*Task to carry out*:
Rewrite the lines from the one containing "query (the noun phrase to segment): **tree**" through the one containing "POLYGON ((214 132, 222", putting "expression" wherever "noun phrase" appears and changing nothing else.

>> begin Task material

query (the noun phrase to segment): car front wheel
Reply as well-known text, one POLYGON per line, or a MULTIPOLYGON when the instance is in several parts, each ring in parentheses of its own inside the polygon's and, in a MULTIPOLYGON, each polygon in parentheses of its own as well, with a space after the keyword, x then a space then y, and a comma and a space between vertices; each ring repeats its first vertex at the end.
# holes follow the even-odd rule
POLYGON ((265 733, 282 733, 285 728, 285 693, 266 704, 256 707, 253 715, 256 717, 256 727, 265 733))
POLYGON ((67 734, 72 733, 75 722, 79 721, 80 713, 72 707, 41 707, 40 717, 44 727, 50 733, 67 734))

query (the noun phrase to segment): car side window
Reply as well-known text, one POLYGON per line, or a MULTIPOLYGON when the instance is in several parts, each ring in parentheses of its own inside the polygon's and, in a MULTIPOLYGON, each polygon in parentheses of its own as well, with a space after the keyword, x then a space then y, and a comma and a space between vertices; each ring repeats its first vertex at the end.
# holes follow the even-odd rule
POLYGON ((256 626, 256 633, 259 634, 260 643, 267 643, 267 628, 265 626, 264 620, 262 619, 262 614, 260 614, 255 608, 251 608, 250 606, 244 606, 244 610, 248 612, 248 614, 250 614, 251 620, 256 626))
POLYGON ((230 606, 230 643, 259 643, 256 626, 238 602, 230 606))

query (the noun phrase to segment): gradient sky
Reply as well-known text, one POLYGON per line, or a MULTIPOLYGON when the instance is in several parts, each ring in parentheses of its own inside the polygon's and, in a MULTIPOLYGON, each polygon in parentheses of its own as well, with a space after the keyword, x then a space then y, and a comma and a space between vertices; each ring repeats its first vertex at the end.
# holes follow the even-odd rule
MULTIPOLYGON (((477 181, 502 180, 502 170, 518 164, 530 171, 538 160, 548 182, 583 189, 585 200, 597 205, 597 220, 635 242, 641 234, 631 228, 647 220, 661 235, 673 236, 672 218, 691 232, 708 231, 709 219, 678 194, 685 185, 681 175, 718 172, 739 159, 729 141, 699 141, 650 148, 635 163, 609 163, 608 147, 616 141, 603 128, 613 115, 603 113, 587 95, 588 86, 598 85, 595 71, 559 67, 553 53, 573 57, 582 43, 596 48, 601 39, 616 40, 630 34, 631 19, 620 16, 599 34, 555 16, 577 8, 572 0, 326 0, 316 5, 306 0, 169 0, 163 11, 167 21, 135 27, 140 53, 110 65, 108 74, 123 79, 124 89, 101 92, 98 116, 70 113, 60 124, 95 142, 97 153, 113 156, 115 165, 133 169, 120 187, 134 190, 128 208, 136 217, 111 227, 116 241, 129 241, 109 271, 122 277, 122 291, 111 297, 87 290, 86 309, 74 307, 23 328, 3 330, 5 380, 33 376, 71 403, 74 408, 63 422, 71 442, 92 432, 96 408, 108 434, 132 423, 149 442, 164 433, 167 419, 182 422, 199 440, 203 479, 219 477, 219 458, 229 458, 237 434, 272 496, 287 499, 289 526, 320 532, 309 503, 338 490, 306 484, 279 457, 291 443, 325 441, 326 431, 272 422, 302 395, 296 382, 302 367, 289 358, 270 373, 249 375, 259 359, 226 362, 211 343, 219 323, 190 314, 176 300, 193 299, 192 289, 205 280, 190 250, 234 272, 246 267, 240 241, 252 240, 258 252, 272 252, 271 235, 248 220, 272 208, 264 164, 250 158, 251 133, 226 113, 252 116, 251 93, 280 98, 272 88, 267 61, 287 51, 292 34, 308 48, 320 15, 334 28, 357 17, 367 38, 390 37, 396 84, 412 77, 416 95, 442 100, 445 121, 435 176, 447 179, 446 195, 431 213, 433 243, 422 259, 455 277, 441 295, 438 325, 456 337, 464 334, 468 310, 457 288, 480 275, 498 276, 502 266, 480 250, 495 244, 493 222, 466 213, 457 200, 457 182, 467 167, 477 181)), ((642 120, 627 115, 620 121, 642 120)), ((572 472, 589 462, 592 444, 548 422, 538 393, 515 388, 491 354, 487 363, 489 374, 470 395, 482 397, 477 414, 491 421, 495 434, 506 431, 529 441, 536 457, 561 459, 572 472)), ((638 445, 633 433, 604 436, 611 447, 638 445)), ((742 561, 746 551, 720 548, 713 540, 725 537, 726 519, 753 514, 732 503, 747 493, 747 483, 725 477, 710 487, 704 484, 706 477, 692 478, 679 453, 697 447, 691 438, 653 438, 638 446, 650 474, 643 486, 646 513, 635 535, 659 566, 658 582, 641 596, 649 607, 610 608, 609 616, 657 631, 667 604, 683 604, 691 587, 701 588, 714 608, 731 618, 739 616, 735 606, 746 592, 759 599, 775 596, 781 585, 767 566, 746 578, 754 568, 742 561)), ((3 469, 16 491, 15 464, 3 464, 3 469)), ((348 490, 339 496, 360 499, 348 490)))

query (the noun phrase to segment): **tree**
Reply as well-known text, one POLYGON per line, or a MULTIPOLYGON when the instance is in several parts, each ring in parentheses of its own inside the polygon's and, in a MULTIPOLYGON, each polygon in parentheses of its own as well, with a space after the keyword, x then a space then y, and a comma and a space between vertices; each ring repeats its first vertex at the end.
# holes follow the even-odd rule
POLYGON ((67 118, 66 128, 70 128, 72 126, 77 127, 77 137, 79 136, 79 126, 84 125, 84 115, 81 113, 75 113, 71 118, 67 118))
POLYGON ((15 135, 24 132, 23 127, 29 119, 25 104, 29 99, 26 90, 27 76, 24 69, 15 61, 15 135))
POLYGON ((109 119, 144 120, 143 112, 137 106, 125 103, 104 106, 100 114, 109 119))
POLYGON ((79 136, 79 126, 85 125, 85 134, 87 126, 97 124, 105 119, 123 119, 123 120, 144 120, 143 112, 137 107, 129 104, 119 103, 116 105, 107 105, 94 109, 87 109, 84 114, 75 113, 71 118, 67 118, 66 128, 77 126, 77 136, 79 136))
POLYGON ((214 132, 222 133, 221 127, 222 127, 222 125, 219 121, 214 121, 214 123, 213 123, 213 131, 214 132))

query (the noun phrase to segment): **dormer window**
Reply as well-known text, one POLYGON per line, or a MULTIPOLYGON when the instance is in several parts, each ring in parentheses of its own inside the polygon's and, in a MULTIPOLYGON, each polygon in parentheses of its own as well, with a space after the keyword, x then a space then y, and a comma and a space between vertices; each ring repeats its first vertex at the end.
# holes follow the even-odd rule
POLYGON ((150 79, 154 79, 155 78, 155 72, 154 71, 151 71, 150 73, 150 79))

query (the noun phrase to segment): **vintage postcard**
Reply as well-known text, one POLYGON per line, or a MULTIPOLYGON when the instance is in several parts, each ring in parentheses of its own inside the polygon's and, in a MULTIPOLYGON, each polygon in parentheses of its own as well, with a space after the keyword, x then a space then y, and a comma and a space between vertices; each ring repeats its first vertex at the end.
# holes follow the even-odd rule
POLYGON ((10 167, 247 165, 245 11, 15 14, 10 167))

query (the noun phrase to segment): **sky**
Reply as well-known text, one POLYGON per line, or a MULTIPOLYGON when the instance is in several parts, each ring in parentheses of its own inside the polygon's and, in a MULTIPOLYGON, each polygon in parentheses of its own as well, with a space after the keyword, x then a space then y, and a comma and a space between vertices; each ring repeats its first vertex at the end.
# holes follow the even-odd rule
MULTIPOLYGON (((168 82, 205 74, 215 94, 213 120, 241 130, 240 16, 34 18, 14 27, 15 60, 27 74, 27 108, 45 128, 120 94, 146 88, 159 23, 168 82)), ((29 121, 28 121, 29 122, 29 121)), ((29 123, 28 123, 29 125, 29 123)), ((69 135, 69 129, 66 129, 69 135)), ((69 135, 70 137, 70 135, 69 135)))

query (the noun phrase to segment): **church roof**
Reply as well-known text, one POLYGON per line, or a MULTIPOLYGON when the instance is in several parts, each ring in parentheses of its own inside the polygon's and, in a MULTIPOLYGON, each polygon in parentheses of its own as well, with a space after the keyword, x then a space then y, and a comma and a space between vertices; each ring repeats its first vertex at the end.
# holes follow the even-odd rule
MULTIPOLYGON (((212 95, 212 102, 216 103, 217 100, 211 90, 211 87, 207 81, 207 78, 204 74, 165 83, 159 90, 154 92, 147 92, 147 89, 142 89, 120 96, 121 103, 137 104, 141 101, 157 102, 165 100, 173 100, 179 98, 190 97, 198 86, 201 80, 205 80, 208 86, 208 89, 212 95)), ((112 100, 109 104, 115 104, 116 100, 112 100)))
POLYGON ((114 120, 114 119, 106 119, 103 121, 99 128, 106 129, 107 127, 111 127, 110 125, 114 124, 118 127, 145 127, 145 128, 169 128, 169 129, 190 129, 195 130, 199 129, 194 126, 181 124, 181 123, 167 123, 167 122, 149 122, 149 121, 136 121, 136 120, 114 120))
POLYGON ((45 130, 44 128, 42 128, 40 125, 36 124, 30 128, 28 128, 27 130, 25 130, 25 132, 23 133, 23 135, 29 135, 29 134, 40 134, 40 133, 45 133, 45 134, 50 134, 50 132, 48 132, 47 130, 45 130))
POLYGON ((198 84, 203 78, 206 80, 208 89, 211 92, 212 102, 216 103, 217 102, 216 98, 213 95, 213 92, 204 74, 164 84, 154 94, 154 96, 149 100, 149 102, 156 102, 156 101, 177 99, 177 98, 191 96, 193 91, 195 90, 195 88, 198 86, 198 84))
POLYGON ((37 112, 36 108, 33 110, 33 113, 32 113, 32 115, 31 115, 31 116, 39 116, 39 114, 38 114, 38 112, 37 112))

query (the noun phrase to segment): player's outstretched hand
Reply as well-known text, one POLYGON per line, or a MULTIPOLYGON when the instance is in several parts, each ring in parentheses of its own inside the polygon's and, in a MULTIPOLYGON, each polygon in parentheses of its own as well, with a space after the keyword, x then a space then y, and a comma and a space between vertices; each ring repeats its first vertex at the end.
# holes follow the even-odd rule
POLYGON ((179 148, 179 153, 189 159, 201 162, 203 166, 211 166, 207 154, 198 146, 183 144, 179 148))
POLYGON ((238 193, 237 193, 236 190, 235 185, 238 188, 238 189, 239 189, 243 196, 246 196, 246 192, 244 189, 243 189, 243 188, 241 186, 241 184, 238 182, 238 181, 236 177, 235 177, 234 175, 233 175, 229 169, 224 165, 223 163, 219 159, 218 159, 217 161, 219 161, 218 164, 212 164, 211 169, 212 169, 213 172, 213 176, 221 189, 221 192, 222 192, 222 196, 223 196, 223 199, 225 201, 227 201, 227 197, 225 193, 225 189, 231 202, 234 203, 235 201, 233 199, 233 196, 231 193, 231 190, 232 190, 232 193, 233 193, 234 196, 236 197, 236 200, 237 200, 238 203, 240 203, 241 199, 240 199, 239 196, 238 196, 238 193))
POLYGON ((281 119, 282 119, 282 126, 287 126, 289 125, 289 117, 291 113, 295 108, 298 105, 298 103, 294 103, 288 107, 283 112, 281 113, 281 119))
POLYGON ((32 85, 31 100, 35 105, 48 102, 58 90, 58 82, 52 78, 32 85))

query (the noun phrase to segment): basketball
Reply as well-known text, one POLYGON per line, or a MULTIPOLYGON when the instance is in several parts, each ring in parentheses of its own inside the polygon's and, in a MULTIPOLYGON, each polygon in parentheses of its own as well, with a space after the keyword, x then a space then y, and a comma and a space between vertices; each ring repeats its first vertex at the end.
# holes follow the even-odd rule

>> end Task material

*Finished exercise*:
query (the expression to segment): **tree**
Reply as well-known text, one POLYGON per line, or a MULTIPOLYGON when the instance is in several parts, each ring in parentheses of its own inside the polygon's and, in a MULTIPOLYGON, each polygon in parentheses of its own as well, with a space after the keyword, x then a space then y, and a comma and a space between vertices; each ring repeats its first vertex at the end.
# holes follow the even-odd rule
POLYGON ((67 118, 66 128, 70 128, 72 126, 77 127, 77 137, 79 136, 79 126, 84 125, 84 115, 81 113, 75 113, 71 118, 67 118))
POLYGON ((15 135, 24 132, 23 127, 29 119, 25 104, 29 99, 26 90, 27 76, 24 69, 15 61, 15 135))
POLYGON ((109 119, 144 120, 143 112, 137 106, 125 103, 104 106, 100 114, 109 119))
POLYGON ((79 136, 79 126, 85 125, 85 134, 87 126, 97 124, 105 119, 123 119, 123 120, 144 120, 143 112, 137 107, 129 104, 119 103, 116 105, 107 105, 94 109, 87 109, 84 114, 75 113, 71 118, 67 118, 66 128, 77 126, 77 136, 79 136))
POLYGON ((214 132, 222 133, 221 127, 222 127, 222 125, 219 121, 214 121, 214 123, 213 123, 213 131, 214 132))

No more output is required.